Exercise objective.
List every line of the listing below that contains the word "yellow", copying each line in full.
******************************
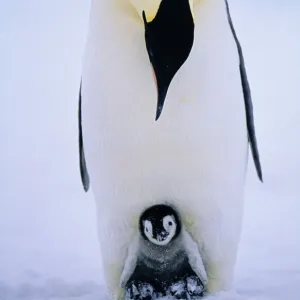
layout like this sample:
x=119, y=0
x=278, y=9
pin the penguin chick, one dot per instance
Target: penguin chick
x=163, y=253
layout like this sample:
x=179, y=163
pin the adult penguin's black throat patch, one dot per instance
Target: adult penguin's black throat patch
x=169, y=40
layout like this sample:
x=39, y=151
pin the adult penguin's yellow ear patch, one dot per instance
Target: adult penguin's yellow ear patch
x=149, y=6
******************************
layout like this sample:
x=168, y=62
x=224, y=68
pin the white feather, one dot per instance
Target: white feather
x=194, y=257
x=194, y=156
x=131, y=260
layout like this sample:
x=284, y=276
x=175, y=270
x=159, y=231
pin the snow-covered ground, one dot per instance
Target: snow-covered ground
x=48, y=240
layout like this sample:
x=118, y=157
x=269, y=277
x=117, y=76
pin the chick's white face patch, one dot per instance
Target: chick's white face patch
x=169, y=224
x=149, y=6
******************************
The result.
pin the adult penguin's yellow ear patch, one dot per instance
Target: adult penguin's yellow ear patch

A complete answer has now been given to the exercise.